(OPDRACHT):
Schrijf een vervolg op de tekst hieronder over kosmische straling en de hersenen van Marsreizigers, aansluitend op de laatste zin.

--- TEKSTFRAGMENT ---

Op de aarde worden we beschermd door het aardmagneetveld en door de atmosfeer. De kosmische straling die de bewoners van het ruimtestation en passagiers en bemanning van vliegtuigen meekrijgen is hoger dan op aarde, maar zouden daar niet echt voor problemen zorgen.
Dat verhaal wordt anders als we het over de Marsreis hebben. Onderzoekers van, vooral, de universiteit van Californië in Irvine die de effecten bestuderen van straling op de hersens bij kankerbehandeling, vroegen zich af wat die kosmische straling met de hersens van Marsreizigers zou doen.
Knaagdieren
Om daar een idee van te krijgen deden ze proeven met ratten en muizen. Die werden blootgesteld aan een hoeveelheid kosmische straling (zuurstof- en titaankernen) waar, alles naar verhouding, de marsonauten aan zouden worden blootgesteld. Vervolgens werden de dieren geobserveerd. Daarnaast was er een controlegroep die niet aan straling werd blootgesteld. Na twaalf en 24 weken moesten de ratten en muizen wat proefjes doen om te kijken hoe goed hun hersens werkten.
De bestraalde knaagdieren hadden geheugenproblemen, hadden moeite een nieuw voorwerp van een bekend voorwerp te onderscheiden en waren angstiger dan de onbestraalde beesten. Zo werden de ratten in een doolhof gezet, waar ze konden kiezen uit een open ruimte of een besloten en beschermde ruimte. De proefdieren die waren blootgesteld aan de ioniserende straling hadden een voorkeur voor de gesloten ruimtes.
Het bleek dat de bestraalde dieren ontstekingen hadden in de hersens en minder complexe uitlopers van de hersencellen (dendrieten), hetgeen wijst op een verminderde functionaliteit van de hersens. Van bepaalde hersencellen was het aantal en de dendrietdichtheid aanzienlijk afgenomen, wat de communicatie tussen de hersenschors en de hippocampus (het ‘geheugen’) beïnvloedt. De onderzoekers zijn er van overtuigd dat hun onderzoek aantoont dat de hersens erg gevoelig zijn voor kosmische straling. Ook zes maanden na de blootstelling was de aangerichte schade niet hersteld. Het lijkt er dus op dat die schade permanent is.

--- AANGELEVERDE ITEMS ---

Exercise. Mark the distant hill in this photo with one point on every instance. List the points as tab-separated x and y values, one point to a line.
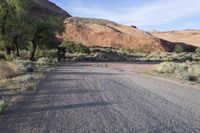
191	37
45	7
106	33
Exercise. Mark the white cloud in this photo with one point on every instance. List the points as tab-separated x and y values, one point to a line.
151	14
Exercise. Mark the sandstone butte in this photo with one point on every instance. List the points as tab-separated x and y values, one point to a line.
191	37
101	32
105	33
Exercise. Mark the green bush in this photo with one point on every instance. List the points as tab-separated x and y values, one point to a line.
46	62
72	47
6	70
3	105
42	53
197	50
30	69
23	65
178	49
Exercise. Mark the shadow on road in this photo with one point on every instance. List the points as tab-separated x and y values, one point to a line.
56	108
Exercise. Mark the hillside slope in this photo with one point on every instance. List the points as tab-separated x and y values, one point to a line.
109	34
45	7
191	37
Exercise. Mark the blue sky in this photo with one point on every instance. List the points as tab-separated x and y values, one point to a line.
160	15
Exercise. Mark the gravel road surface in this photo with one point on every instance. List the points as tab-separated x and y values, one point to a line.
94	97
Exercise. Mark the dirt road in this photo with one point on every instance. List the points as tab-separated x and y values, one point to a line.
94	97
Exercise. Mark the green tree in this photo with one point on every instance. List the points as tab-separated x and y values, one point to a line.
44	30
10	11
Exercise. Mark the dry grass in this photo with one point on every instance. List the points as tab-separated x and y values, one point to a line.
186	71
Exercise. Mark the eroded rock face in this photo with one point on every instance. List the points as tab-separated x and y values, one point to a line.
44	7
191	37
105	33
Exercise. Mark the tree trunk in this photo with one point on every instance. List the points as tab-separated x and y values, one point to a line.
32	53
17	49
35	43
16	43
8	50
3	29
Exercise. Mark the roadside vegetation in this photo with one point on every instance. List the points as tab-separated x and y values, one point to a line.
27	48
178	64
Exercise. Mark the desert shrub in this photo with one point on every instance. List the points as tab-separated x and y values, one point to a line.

---

(ANTWOORD):
Marsreis
De onderzoekers zijn niet optimistisch voor de Marsreizigers. Ze leggen uit dat als de kosmische straling door de hersens gaat, de schade niet alleen aangericht wordt op het pad van de geïoniseerde deeltjes. Door de ionisering van het weefsel ontstaan er deltastralen. Dat zijn elektronen die energie genoeg hebben om in het omringende weefsel hun weg te zoeken tot op 1 cm van het pad van het ioniserende deeltje.
De Marsreizigers zullen zich niet aan de kosmische straling kunnen onttrekken. Op Mars is nauwelijks een beschermende atmosfeer, dus hun hersens zullen voortdurend het volle pond krijgen, met alle gevolgen van dien, denken de onderzoekers. Die schade zal zijn uitwerking hebben op de prestaties van dat dierbare orgaan en dus het gedrag en de vaardigheden van de ‘eigenaar’.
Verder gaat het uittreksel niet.